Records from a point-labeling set
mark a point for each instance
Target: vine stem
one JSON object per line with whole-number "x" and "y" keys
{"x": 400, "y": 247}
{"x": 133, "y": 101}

→ **Your instructions**: Rewrite the material with "instance" changed to "occurrence", leaving every other line and character as it is.

→ **Solution to this problem**:
mark a point for each occurrence
Target: vine stem
one JSON object per line with whole-number "x" and "y" keys
{"x": 400, "y": 247}
{"x": 133, "y": 101}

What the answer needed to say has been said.